(Texte présenté):
Création : Amsterdam, Concertgebouw, 14 juin 1989, par l’Orchestre du Concertgebouw sous la direction de Nikolaus Harnoncourt (deux mouvements) ; ibid., 19 avril 1990, par l’Orchestre du Concertgebouw sous la direction de Riccardo Chailly (trois mouvements).
Jusqu’au jour où, avec des ailes plus nobles et rayonnantes,
J’échapperai moi-même au temps volage.
(Comte Frédéric-Léopold de Stolberg-Stolberg, Auf dem Wasser zu singen)
Cofondateur avec Bruno Maderna du studio de phonologie de la RAI à Milan, explorateur du domaine électroacoustique comme du genre de l’opéra, Luciano Berio a réinventé la vocalité tout autant que l’écriture instrumentale au contact des grands textes littéraires de son époque. Contrairement à certains de ses contemporains, il n’a pas ressenti le besoin de faire table rase et de rompre avec le passé. Certains critiques ont vu dans sa restauration de la Dixième Symphonie de Schubert, dans ses transcriptions et révisions d’œuvres de Monteverdi, Boccherini, Brahms, Mahler ou Weill, une démarche galvaudée aux relents de «néo», terme trop souvent crédité d’une connotation péjorative. La volonté d’écrire dans le vieux style n’est pas une propriété exclusive du XXe siècle ; longtemps, les humanistes y ont entrevu une façon de renouer avec la perfection de la musique antique. En reprenant à son compte diverses partitions de Pergolèse (1710-1736), Stravinsky ne s’enfermait pas dans un XVIIIe siècle de pacotille mais s’interrogeait sur la définition même du style. Dans le cas de Berio, l’acte d’appropriation s’empare d’une signification particulière tant il est vrai que l’histoire tient une place importante dans le catalogue du musicien italien. Dans sa Sinfonia, les références s’enchaînaient, se superposaient au point d’être méconnaissables. L’œuvre puisait son matériau dans le répertoire pour raconter l’histoire de sa propre création, évoquait les autres pour mieux se comprendre elle-même. Chez Berio, la récupération se veut alors transfiguration plutôt que modernisation, particulièrement troublante quand des Folk Songs paraissent tout aussi premières que leurs modèles. Berio ne confiait-il pas, à propos de ces chansons populaires, n’avoir pas voulu en préserver l’authenticité ? «Mes transcriptions, ajoutait-il, sont des analyses des chansons populaires.» Devons-nous, dans ce cas, attendre de Rendering une analyse «réparatrice» de la symphonie de Schubert ?

(Enregistrements):
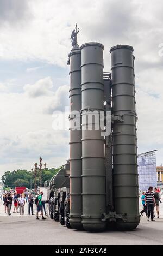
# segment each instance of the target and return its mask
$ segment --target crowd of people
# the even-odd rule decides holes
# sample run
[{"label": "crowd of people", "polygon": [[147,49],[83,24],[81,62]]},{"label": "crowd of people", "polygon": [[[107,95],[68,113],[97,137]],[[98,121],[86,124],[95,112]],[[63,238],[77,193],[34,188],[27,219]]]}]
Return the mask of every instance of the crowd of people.
[{"label": "crowd of people", "polygon": [[152,221],[155,221],[155,219],[153,219],[155,217],[154,215],[155,207],[156,207],[157,218],[159,218],[159,203],[162,203],[160,192],[160,190],[157,188],[154,188],[153,192],[153,187],[151,186],[148,191],[142,193],[141,201],[143,209],[140,214],[142,216],[143,213],[145,212],[148,221],[149,221],[150,218]]},{"label": "crowd of people", "polygon": [[35,203],[36,205],[36,219],[40,219],[39,218],[39,213],[41,211],[41,215],[43,219],[46,219],[44,217],[43,214],[43,208],[44,213],[46,215],[45,201],[42,200],[42,197],[43,192],[41,192],[40,194],[36,196],[36,200],[34,200],[34,198],[32,192],[28,193],[26,190],[23,193],[21,194],[18,196],[17,192],[15,191],[14,193],[11,192],[4,191],[2,193],[2,199],[3,205],[4,206],[4,213],[11,216],[11,211],[12,204],[14,203],[13,213],[17,213],[20,215],[24,215],[24,206],[26,203],[28,203],[28,215],[30,213],[32,215],[35,215],[34,213],[33,205]]}]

(Consigne 1): D'après le texte sur Luciano Berio, pourquoi l'acte d'appropriation revêt-il une signification particulière chez ce compositeur ? Répondez en une à trois phrases.
(Consigne 2): Dans le texte sur Luciano Berio, reprenez le passage situé entre «Création : Amsterdam, Concertgebouw, 14» et «au temps volage.», bornes incluses, en échangeant «ailes» contre «plumes».
Les enregistrements n'ont aucun lien avec le texte.

(Réponse 1): Chez Berio, l'acte d'appropriation prend une signification particulière parce que l'histoire tient une place importante dans le catalogue du musicien italien.

(Réponse 2):
Création : Amsterdam, Concertgebouw, 14 juin 1989, par l’Orchestre du Concertgebouw sous la direction de Nikolaus Harnoncourt (deux mouvements) ; ibid., 19 avril 1990, par l’Orchestre du Concertgebouw sous la direction de Riccardo Chailly (trois mouvements).
Jusqu’au jour où, avec des plumes plus nobles et rayonnantes,
J’échapperai moi-même au temps volage.